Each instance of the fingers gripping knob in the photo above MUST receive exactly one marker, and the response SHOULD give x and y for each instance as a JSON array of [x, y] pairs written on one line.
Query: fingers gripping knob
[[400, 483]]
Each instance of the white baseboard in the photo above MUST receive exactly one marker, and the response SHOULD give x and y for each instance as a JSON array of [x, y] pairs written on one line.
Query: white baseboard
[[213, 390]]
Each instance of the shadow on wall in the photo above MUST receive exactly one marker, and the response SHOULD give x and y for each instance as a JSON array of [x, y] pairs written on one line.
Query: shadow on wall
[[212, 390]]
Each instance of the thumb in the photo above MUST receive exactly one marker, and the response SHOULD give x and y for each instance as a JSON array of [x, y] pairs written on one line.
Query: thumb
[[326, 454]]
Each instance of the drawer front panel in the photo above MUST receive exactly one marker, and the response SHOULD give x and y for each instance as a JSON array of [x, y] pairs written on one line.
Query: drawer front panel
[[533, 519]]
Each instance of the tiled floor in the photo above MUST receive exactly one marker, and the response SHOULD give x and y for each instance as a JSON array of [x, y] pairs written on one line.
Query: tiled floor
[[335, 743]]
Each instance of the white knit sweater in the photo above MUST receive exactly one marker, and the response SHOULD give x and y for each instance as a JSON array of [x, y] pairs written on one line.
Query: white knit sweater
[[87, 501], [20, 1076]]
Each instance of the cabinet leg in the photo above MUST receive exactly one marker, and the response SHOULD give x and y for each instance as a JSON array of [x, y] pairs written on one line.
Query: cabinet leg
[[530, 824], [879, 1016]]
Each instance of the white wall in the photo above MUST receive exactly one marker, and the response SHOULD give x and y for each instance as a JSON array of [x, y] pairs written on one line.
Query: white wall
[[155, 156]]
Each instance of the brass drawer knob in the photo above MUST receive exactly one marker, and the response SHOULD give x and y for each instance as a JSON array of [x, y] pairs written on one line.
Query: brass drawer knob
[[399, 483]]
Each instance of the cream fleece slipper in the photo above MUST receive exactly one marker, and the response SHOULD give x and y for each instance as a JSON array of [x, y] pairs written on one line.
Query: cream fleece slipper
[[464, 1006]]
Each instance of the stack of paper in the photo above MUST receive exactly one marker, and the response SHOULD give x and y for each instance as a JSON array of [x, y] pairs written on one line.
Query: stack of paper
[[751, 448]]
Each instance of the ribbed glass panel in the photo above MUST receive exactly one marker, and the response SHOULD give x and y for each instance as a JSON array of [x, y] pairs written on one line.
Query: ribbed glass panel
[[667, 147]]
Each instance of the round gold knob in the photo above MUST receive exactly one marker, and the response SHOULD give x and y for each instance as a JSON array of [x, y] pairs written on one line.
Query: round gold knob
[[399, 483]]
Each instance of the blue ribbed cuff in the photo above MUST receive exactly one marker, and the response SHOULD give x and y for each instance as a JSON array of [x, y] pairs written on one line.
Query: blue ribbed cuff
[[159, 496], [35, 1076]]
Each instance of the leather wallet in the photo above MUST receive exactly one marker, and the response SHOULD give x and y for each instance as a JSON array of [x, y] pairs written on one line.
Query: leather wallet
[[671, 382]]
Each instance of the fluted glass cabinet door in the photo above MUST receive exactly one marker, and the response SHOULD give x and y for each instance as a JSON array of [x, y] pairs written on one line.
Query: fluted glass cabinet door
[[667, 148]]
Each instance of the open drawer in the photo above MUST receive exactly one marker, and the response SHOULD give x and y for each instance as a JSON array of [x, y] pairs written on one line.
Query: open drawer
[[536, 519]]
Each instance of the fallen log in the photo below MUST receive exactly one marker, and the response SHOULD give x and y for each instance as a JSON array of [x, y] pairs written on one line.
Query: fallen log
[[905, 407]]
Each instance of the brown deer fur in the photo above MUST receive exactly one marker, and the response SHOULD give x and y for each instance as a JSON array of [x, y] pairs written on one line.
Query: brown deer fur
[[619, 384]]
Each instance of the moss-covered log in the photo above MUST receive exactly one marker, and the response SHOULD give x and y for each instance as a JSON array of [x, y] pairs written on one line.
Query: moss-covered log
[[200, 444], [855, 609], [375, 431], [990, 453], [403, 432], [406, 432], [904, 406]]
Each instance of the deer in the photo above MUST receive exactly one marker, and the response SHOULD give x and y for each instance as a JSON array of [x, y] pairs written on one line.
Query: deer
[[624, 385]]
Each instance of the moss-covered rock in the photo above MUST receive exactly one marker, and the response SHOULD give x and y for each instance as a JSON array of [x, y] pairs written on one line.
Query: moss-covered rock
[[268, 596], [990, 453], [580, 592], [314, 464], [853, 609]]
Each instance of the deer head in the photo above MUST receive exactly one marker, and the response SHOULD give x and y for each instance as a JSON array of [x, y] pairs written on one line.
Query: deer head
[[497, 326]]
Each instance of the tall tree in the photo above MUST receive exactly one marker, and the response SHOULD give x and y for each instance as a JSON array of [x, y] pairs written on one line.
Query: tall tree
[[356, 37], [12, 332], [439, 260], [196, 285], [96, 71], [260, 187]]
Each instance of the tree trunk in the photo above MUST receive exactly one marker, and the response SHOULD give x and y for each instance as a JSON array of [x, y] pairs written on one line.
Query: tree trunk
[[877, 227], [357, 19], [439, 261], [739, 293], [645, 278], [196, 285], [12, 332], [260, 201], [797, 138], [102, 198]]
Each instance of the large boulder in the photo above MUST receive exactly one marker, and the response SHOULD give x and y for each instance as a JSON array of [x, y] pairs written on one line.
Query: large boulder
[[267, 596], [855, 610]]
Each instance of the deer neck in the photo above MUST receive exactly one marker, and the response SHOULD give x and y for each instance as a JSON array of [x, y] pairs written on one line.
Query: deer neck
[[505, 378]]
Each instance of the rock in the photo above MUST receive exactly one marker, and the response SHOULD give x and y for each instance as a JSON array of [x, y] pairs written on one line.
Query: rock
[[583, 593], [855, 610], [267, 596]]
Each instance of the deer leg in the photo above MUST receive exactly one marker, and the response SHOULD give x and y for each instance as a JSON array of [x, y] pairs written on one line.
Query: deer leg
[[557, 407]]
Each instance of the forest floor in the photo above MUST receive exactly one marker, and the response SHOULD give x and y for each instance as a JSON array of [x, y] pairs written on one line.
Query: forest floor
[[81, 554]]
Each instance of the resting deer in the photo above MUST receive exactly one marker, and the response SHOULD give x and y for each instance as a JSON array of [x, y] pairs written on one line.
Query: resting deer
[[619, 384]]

------------------------------------

§ **Exercise brief**
Retype the entries above exactly, but only from the line containing "Query: cabinet leg" through the line containing "Each instance of the stack", both included.

§ **Solution below**
Query: cabinet leg
[[530, 824], [879, 1016]]
Each instance of the white wall in the photo above MUST receive exactly one marker, and the response SHOULD give x and y for each instance as a JSON array of [x, y] pairs written on one line.
Query: white wall
[[155, 156]]
Each instance of the brass drawer knob in the photo above MUST receive exactly one marker, and the response SHOULD give x and y for each instance as a JSON array of [x, y] pairs written on one line.
Query: brass drawer knob
[[399, 483]]
Each instance of the cream fleece slipper in the photo above MUST receive exactly one marker, and the response SHOULD give x and y for each instance as a JSON array of [x, y] pairs written on one line.
Query: cream fleece slipper
[[464, 1006]]
Each instance of the stack of paper in the photo above MUST receive exactly one marker, and the response SHOULD give x and y for each instance as a JSON array of [x, y] pairs written on one line.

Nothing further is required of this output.